§ AIM OF THE EXERCISE: Using the data below, copy each line that includes the word "person".

§ SOURCE INFORMATION:
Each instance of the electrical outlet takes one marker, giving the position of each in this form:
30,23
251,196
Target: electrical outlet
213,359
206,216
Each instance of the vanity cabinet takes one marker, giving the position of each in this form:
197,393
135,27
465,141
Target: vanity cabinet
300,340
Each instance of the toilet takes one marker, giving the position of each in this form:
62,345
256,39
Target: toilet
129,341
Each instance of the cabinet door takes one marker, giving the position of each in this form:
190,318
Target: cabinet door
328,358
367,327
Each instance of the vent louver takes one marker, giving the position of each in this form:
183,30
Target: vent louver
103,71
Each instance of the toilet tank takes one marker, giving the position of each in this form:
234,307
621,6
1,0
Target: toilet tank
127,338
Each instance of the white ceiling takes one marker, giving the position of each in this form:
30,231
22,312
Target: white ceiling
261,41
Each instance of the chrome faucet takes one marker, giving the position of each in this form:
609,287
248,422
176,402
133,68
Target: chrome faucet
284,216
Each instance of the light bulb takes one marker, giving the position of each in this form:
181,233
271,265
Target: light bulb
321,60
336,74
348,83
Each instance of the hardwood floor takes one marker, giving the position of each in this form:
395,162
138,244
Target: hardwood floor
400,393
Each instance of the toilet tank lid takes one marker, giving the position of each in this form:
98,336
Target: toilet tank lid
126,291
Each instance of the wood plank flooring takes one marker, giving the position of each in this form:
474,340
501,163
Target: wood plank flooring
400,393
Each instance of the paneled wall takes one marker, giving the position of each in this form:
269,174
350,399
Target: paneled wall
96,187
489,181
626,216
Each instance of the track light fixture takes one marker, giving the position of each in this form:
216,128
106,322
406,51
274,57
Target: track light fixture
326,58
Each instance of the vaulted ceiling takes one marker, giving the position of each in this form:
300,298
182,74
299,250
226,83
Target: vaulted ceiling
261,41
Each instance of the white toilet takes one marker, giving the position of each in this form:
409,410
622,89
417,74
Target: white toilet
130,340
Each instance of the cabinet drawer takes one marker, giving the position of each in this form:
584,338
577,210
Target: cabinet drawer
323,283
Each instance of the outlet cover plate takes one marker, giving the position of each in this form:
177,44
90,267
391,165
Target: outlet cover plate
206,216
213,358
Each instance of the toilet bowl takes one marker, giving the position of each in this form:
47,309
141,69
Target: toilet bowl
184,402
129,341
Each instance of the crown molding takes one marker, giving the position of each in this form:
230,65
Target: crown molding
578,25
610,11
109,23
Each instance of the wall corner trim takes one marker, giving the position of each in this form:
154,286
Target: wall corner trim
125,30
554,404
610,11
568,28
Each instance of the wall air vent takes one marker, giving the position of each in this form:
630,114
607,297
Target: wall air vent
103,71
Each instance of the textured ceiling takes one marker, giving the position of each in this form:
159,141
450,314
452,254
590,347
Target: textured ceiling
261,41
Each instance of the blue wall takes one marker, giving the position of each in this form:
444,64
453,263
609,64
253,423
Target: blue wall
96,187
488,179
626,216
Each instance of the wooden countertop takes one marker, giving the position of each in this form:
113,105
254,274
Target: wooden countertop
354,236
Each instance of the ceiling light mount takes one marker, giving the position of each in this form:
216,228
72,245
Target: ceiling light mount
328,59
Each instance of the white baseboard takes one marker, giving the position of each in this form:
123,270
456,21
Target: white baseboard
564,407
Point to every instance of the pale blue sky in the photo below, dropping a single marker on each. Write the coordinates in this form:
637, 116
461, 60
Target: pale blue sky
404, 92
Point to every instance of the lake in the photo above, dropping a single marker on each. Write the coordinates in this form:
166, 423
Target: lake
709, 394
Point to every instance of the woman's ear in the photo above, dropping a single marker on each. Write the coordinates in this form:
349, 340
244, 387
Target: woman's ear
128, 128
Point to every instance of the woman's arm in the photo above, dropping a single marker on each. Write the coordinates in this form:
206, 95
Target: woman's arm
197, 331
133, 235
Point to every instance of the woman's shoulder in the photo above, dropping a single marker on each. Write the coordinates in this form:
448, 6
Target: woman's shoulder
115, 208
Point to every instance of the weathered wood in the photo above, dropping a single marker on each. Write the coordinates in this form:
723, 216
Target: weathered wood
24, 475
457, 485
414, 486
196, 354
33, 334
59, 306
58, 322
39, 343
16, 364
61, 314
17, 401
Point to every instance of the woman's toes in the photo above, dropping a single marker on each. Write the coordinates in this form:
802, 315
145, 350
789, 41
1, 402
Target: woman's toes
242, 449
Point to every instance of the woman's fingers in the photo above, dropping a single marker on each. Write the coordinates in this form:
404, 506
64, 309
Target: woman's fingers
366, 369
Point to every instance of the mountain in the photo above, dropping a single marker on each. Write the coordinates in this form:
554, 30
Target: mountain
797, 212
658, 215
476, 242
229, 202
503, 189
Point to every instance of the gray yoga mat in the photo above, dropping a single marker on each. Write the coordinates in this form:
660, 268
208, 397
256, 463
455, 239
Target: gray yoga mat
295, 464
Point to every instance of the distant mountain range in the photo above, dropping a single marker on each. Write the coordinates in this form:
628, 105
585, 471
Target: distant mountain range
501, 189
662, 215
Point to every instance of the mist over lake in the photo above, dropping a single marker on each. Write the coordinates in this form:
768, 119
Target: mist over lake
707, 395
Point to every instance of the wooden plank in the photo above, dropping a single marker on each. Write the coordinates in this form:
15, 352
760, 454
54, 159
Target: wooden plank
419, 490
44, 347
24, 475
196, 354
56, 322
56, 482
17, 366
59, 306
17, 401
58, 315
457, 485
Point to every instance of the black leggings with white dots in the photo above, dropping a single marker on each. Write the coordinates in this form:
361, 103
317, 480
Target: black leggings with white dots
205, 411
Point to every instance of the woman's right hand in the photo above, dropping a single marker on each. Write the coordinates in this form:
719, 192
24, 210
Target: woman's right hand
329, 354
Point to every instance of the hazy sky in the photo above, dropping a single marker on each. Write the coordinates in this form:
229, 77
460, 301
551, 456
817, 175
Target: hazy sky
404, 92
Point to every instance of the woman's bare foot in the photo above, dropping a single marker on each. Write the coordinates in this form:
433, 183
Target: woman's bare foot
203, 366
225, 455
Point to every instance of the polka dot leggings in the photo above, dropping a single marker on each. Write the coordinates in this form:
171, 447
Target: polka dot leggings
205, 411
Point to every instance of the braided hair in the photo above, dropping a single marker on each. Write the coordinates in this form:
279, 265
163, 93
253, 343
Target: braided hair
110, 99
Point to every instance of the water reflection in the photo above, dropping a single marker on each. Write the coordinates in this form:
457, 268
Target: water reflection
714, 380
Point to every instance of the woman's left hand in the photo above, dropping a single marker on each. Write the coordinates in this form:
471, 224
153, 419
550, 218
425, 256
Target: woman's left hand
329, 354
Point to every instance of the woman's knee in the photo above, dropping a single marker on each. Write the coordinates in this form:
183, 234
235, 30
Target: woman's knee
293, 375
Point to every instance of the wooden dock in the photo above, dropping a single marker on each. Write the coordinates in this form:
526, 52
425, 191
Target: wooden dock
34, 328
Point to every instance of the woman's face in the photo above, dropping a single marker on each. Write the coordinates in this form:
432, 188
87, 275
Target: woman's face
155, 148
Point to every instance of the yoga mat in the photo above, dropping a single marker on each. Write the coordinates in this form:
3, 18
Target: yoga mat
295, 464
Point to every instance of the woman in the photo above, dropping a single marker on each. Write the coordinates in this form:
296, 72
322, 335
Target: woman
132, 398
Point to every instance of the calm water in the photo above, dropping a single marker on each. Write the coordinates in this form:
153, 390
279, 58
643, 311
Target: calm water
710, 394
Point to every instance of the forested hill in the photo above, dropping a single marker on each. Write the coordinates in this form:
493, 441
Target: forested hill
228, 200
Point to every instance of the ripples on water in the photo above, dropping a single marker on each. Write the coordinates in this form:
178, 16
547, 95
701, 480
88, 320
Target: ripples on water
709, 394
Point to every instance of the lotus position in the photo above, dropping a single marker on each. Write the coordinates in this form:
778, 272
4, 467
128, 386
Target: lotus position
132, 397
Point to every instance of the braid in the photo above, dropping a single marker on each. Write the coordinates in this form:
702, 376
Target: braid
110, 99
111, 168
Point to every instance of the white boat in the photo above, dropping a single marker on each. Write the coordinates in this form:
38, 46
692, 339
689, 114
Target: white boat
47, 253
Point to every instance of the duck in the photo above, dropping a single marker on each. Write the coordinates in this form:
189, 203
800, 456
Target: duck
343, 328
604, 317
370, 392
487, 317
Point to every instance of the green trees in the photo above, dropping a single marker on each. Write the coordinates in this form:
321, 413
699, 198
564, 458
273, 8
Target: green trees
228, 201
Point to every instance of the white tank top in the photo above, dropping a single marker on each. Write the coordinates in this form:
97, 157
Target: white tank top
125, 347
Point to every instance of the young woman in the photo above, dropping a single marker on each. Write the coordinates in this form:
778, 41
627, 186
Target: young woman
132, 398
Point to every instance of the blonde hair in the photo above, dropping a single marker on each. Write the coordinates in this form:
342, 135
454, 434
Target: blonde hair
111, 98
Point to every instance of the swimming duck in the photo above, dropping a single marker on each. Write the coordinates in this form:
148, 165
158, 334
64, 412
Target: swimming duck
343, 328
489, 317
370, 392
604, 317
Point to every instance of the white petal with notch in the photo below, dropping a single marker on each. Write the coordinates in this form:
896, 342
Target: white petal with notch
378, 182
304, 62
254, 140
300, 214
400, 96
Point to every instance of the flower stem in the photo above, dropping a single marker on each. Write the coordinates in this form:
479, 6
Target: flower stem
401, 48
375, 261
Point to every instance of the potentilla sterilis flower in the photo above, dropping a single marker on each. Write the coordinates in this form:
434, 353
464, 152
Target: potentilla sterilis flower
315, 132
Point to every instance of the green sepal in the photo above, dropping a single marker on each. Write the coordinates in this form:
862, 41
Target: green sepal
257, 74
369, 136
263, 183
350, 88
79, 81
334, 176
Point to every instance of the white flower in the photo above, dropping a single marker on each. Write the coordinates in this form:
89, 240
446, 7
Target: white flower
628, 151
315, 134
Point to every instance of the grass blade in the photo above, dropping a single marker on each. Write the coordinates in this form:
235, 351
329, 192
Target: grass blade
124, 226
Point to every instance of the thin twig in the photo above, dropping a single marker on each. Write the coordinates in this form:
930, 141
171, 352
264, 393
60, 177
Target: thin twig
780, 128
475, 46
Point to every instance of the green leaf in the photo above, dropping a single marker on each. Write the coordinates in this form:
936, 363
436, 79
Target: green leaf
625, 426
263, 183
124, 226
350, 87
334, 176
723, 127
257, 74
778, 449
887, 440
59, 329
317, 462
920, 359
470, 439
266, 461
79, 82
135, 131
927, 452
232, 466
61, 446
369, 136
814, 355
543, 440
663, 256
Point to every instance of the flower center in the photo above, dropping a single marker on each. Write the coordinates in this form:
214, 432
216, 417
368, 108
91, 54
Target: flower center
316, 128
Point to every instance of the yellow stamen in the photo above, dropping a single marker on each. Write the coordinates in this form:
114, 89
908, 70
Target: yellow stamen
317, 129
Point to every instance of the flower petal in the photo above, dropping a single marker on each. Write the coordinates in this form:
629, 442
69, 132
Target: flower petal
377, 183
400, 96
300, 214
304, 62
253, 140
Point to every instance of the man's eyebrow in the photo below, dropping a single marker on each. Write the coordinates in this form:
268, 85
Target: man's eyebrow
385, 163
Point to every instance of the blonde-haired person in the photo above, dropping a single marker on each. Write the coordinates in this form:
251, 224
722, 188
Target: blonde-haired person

§ FINISHED EXERCISE:
Point to every instance of the blonde-haired person in the photo above, dropping a single marker on each. Write the coordinates in this form:
Target: blonde-haired person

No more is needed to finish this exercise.